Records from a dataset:
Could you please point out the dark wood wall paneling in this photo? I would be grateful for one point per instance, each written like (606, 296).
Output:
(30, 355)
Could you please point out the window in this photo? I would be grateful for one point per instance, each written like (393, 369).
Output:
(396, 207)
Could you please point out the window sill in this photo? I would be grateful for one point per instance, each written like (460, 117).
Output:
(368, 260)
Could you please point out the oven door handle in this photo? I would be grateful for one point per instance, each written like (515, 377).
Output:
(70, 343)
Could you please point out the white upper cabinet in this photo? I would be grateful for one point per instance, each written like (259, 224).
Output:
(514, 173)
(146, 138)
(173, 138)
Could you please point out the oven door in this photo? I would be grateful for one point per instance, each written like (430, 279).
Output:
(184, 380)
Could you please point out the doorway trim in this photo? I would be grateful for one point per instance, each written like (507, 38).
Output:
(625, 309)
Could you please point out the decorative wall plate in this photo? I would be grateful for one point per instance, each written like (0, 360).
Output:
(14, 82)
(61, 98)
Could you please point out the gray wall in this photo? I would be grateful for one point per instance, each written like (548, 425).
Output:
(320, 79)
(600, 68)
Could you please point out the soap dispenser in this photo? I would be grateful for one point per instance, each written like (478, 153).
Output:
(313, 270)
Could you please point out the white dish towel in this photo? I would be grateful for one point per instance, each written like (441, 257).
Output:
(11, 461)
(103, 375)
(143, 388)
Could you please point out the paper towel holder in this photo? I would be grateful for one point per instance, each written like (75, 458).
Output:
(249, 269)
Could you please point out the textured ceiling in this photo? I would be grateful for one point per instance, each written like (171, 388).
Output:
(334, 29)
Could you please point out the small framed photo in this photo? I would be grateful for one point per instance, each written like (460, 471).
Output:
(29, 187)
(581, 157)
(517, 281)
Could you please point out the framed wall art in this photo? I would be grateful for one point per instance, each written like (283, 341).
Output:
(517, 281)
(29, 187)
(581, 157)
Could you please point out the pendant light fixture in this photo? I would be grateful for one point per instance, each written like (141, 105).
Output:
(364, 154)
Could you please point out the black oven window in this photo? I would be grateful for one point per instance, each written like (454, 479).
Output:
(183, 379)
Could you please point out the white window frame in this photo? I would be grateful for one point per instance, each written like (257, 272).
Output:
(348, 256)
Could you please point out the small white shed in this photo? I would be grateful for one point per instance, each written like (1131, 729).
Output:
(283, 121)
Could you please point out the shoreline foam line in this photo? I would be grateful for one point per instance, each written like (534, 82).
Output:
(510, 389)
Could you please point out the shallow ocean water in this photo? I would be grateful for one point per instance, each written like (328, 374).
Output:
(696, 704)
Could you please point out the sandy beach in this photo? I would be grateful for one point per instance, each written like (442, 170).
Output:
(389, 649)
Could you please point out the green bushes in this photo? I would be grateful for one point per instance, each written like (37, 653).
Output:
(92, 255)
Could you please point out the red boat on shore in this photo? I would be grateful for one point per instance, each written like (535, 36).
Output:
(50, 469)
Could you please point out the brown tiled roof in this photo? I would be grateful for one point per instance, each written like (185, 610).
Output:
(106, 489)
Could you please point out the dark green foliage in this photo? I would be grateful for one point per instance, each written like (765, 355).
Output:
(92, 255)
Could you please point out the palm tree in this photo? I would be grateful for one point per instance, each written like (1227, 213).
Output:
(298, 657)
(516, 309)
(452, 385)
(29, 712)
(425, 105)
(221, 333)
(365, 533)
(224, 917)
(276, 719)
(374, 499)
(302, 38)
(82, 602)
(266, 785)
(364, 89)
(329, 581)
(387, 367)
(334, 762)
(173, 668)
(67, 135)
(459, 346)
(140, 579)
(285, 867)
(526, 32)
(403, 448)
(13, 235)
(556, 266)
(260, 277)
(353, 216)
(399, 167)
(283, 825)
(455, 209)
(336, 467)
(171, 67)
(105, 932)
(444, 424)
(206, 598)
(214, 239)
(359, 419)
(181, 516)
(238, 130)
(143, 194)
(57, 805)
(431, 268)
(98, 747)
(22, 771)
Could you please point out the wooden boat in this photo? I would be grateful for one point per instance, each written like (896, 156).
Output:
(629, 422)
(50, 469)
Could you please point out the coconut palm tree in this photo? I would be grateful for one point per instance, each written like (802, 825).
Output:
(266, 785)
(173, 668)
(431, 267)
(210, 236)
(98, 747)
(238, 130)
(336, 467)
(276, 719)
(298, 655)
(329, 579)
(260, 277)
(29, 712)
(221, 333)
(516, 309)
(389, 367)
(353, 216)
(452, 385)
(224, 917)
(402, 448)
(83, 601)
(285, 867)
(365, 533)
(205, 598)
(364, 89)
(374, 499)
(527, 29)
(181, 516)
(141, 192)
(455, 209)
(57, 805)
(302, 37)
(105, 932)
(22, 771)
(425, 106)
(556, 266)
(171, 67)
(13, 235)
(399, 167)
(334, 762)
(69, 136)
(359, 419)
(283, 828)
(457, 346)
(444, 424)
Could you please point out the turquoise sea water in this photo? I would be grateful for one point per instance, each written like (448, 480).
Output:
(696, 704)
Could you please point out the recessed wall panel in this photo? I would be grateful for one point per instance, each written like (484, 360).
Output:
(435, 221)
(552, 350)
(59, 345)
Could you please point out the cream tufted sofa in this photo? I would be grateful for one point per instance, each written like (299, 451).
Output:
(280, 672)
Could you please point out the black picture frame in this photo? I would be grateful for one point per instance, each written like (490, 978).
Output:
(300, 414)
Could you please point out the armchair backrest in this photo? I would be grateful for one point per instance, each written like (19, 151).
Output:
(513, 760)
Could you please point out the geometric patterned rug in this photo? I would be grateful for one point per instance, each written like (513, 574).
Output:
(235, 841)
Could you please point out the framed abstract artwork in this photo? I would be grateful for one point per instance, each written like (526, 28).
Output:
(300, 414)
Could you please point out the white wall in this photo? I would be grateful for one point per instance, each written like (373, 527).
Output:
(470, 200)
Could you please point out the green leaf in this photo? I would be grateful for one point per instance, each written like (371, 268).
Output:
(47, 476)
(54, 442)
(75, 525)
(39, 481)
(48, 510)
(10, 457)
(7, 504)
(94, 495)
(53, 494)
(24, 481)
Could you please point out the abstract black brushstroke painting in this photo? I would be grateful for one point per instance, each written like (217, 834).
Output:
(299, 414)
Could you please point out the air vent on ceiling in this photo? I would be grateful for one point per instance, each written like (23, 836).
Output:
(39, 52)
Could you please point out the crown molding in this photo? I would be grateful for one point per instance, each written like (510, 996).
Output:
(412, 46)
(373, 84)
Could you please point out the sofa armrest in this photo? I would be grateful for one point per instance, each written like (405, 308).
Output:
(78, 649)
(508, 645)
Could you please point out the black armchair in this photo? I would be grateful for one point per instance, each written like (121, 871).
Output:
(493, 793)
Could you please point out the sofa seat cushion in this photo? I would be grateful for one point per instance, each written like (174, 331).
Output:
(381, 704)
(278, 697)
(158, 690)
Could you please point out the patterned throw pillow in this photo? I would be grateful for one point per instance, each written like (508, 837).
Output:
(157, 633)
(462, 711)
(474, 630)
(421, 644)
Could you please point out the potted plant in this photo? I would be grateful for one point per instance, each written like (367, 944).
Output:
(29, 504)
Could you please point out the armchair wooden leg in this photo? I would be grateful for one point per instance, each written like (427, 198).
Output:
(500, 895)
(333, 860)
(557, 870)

> Exercise details
Output the data above exactly, please, line for line.

> Exercise result
Could you please point out the dark wood wall paneling in this photo? I would be grateful for one point per instance, each written like (606, 296).
Output:
(30, 355)
Could you please point out the window in this photo? I would be grateful for one point per instance, each written like (393, 369).
Output:
(396, 207)
Could you please point out the window sill in this photo? I would be grateful for one point per instance, each written like (460, 117).
Output:
(368, 260)
Could you please point out the oven door handle in this photo? I would be grateful for one point per instance, each written like (515, 377).
Output:
(70, 343)
Could you please point out the white upper cabinet in this photo? I would be grateful for one point per instance, each written like (259, 224).
Output:
(514, 173)
(146, 138)
(173, 138)
Could you please point out the oven door in this photo? I would be grateful for one point per instance, each written like (430, 279).
Output:
(184, 380)
Could you please point out the doorway trim in this photo? I would be grateful for one point per instance, each written like (507, 38).
Output:
(625, 309)
Could you please point out the decorative wall plate in this photo? I would be grateful for one point per instance, each written like (0, 360).
Output:
(14, 82)
(61, 98)
Could you please point out the gray wall in this photo? I would be grateful for one point per instance, each written like (548, 425).
Output:
(320, 79)
(600, 68)
Could you please point out the soap dispenser in this photo? I would be grateful for one point per instance, each written like (478, 153).
Output:
(313, 270)
Could you please point out the white dish towel in this photo? I would be grateful for one point per instance, each written like (441, 257).
Output:
(11, 461)
(103, 375)
(143, 388)
Could you please point out the paper towel holder in this photo? I would be grateful for one point per instance, each written like (75, 458).
Output:
(249, 269)
Could you please point out the textured ceiling in this photo? I would be grateful for one point per instance, each written like (171, 388).
Output:
(334, 29)
Could you please point out the small framed photo in this photo? I would be grateful for one point per instance, each written like (460, 471).
Output:
(29, 187)
(581, 157)
(517, 281)
Could you please point out the framed wall art in this photo? I would be grateful for one point per instance, each written like (283, 341).
Output:
(517, 281)
(29, 187)
(581, 157)
Could you please point out the pendant light fixture in this photo? I would be grateful for one point per instance, each written like (141, 105).
Output:
(364, 154)
Could you please point out the black oven window in this photo? I would be grateful for one point per instance, each written like (454, 479).
Output:
(183, 379)
Could you please point out the white window frame in this photo? I would be grateful for one point per instance, each written like (257, 272).
Output:
(348, 256)
Could you please point out the small white shed in this photo? I would be grateful for one point per instance, each written like (1131, 729).
Output:
(283, 121)
Could you please point out the shoreline foam line in this photo? I would be grateful for one point per instance, each written like (534, 82).
Output:
(510, 389)
Could you please point out the shallow ocean water in this photo? I would be grateful for one point per instance, each written like (328, 374).
Output:
(696, 704)
Could you please point out the sandy beach in this photo? I would be grateful for one point per instance, each written like (442, 170).
Output:
(389, 649)
Could you please point out the green bushes in this photo? I would be grateful for one point per instance, each written like (37, 653).
Output:
(92, 255)
Could you please point out the red boat on shore in this photo? I would be grateful for one point per instance, each written like (535, 36).
Output:
(50, 469)
Could you please point out the brown tiled roof in this photo? I would be grateful for one point per instance, each written like (185, 610).
Output:
(106, 489)
Could you please point out the dark green foliage in this photo? I would be grateful for one point per instance, each written like (765, 355).
Output:
(92, 255)
Could you please point out the palm tree in this photo? I would be grateful for one point per instance, each written like (1227, 213).
Output:
(298, 657)
(516, 309)
(452, 385)
(29, 712)
(425, 105)
(221, 333)
(365, 533)
(224, 917)
(276, 719)
(374, 499)
(302, 38)
(82, 602)
(266, 785)
(364, 89)
(329, 581)
(387, 367)
(334, 762)
(173, 668)
(67, 135)
(459, 346)
(140, 579)
(285, 867)
(526, 32)
(403, 448)
(13, 235)
(556, 266)
(260, 277)
(353, 216)
(399, 167)
(283, 825)
(455, 209)
(336, 467)
(171, 67)
(105, 932)
(444, 424)
(206, 598)
(214, 239)
(359, 419)
(181, 516)
(238, 130)
(143, 194)
(57, 805)
(431, 268)
(98, 747)
(22, 771)
Could you please point out the wooden boat in this photo? I would be grateful for one point per instance, each written like (896, 156).
Output:
(629, 422)
(50, 469)
Could you please point out the coconut palm tree in this photo? I would be grateful for one point per instance, each written like (802, 825).
Output:
(266, 785)
(173, 668)
(431, 267)
(210, 236)
(98, 747)
(238, 130)
(336, 467)
(276, 719)
(298, 655)
(329, 579)
(260, 277)
(29, 712)
(221, 333)
(516, 309)
(389, 367)
(353, 216)
(452, 385)
(224, 917)
(402, 448)
(83, 601)
(285, 867)
(365, 533)
(205, 598)
(364, 89)
(374, 499)
(527, 29)
(181, 516)
(141, 192)
(455, 209)
(57, 805)
(302, 37)
(105, 932)
(22, 771)
(425, 106)
(556, 266)
(171, 67)
(13, 235)
(399, 167)
(334, 762)
(69, 136)
(359, 419)
(283, 828)
(457, 346)
(444, 424)
Could you please point out the turquoise sea water in this photo? I would be grateful for one point per instance, each written like (448, 480).
Output:
(696, 704)
Could you please point out the recessed wall panel in this photo? I would be grateful for one point per instance, each written like (484, 360).
Output:
(435, 221)
(552, 350)
(59, 345)
Could you please point out the cream tufted sofa in this photo? I would be grateful for one point per instance, each written like (299, 451).
Output:
(280, 672)
Could you please point out the black picture frame in this photo? I would be grateful for one point per instance, each written like (490, 978).
Output:
(300, 414)
Could you please point out the armchair backrest in this photo? I would be grateful for one point per instance, each written like (19, 151).
Output:
(513, 760)
Could you please point out the geometric patterned rug in this photo? I would be grateful for one point per instance, each written like (513, 574).
Output:
(235, 841)
Could you please point out the framed abstract artwork in this photo? I would be grateful for one point per instance, each written like (526, 28).
Output:
(300, 414)
Could you please point out the white wall in this photo? I would be grateful for one point per instance, each written like (373, 527).
Output:
(470, 200)
Could you please point out the green leaf in this photo? I would be grateful for one point per instance, each written like (371, 268).
Output:
(47, 476)
(54, 442)
(75, 525)
(39, 481)
(48, 510)
(10, 457)
(7, 504)
(94, 495)
(53, 494)
(24, 481)
Could you please point out the abstract black brushstroke painting in this photo? I would be grateful for one point per instance, each written like (217, 834).
Output:
(299, 414)
Could you please point out the air vent on ceiling in this photo? I would be grateful for one point per instance, each written like (23, 836).
Output:
(39, 52)
Could you please point out the crown molding in this photo? I would be grateful for one point per instance, each written like (510, 996).
Output:
(412, 46)
(373, 84)
Could you please point out the sofa armrest in this photo? I would be grateful for one point per instance, each written like (405, 308).
Output:
(78, 649)
(508, 645)
Could you please point out the black armchair in this photo? I would be grateful for one point per instance, each written like (121, 871).
Output:
(493, 793)
Could you please point out the sofa seat cushion in this photo? I would be grateful for one point per instance, each written like (174, 331).
Output:
(381, 704)
(278, 697)
(158, 690)
Could you please point out the patterned throw pillow in this photo? I would be grateful for one point per instance, each written like (508, 837).
Output:
(157, 633)
(462, 711)
(474, 630)
(421, 644)
Could you please point out the potted plant in this photo? I would be grateful for one point per instance, each written like (367, 944).
Output:
(29, 504)
Could you please point out the armchair wooden leg in this photo? I would be grateful for one point per instance, each written like (427, 198).
Output:
(500, 895)
(333, 860)
(557, 870)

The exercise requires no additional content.